## Exercise directions
Return every entry exactly as written.

## Given data
※

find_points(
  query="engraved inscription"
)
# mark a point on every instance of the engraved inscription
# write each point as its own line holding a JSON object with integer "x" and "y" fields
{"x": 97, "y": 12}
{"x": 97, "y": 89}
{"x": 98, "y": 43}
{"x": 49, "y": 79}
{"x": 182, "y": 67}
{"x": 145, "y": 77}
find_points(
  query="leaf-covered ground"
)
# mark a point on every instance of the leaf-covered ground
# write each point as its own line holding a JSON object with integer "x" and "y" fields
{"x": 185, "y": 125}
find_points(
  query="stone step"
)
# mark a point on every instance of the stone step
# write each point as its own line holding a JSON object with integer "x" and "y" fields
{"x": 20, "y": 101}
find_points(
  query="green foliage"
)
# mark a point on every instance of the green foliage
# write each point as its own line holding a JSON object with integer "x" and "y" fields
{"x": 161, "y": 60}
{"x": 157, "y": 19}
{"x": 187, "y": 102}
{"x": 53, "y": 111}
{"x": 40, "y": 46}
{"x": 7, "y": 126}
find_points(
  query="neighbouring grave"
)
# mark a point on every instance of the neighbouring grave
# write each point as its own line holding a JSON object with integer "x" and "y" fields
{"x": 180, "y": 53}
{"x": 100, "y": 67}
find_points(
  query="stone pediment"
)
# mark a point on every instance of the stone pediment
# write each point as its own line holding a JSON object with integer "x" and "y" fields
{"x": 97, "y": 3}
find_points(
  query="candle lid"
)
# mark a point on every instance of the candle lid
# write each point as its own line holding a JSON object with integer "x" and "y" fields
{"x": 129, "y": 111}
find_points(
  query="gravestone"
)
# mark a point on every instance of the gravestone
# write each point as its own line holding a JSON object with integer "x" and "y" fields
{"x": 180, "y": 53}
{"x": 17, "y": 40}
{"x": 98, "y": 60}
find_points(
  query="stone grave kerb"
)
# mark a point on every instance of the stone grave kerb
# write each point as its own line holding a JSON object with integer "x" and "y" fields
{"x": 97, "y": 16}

※

## Result
find_points(
  query="engraved inscription"
)
# mark a point on every instance of the engraved inscription
# write each point as its own line holding a JSON object with integer "x" and "y" fields
{"x": 97, "y": 12}
{"x": 97, "y": 89}
{"x": 98, "y": 43}
{"x": 49, "y": 79}
{"x": 182, "y": 67}
{"x": 145, "y": 77}
find_points(
  query="leaf-covered ground"
)
# mark a point on every instance of the leaf-covered ground
# write each point as its own line holding a JSON object with integer "x" and "y" fields
{"x": 185, "y": 125}
find_points(
  query="stone step"
)
# mark a point on every instance of the stone step
# write each point as its own line holding a JSON object with integer "x" and "y" fields
{"x": 20, "y": 101}
find_points(
  query="green foliage"
)
# mark a point on every instance of the green foliage
# write each point as its own line holding a JSON object with integer "x" and "y" fields
{"x": 161, "y": 60}
{"x": 157, "y": 19}
{"x": 187, "y": 102}
{"x": 53, "y": 111}
{"x": 40, "y": 46}
{"x": 7, "y": 126}
find_points(
  query="neighbouring grave"
)
# mark a point on every instance of the neighbouring grave
# write each point as its own line holding a JSON object with integer "x" and "y" fields
{"x": 180, "y": 53}
{"x": 100, "y": 67}
find_points(
  query="stone pediment"
)
# mark a point on every instance of the stone pediment
# write each point as its own line holding a JSON object with integer "x" and "y" fields
{"x": 97, "y": 3}
find_points(
  query="candle lid"
)
# mark a point on every instance of the candle lid
# write each point as its own line holding a JSON object with integer "x" and "y" fields
{"x": 129, "y": 111}
find_points(
  query="gravestone"
)
# mark a point on every instance of the gravestone
# write each point as its own line holding a JSON object with integer "x" and "y" fields
{"x": 180, "y": 53}
{"x": 17, "y": 40}
{"x": 98, "y": 60}
find_points(
  query="stone grave kerb"
)
# mark a point on every instance of the stone grave kerb
# write each point as its own line holding a JSON object with integer "x" and "y" fields
{"x": 97, "y": 16}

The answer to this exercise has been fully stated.